What this task involves. Reproduce all the material exactly, minus any pictures it holds.
==============================
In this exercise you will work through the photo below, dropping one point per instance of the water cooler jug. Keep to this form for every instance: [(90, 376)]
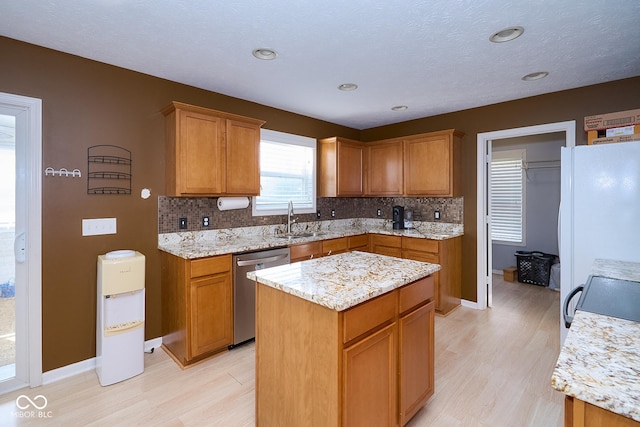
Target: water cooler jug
[(120, 316)]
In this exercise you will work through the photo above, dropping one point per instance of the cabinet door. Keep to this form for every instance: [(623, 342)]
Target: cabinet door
[(200, 151), (416, 360), (369, 390), (428, 166), (243, 158), (211, 314), (384, 168), (350, 158)]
==============================
Output of the task.
In this exercise you will work through the photo below, dropping one point per instance of the water cooler jug. Keep to this form for every instance: [(90, 376)]
Target: water cooler jug
[(120, 316)]
In this exercise you will work through the photo above, dropping one point per instance of the cabinet door. Keep to this form for every instance: [(623, 342)]
Target: cabinet door
[(200, 151), (416, 360), (369, 390), (428, 166), (243, 158), (211, 314), (384, 168), (350, 158)]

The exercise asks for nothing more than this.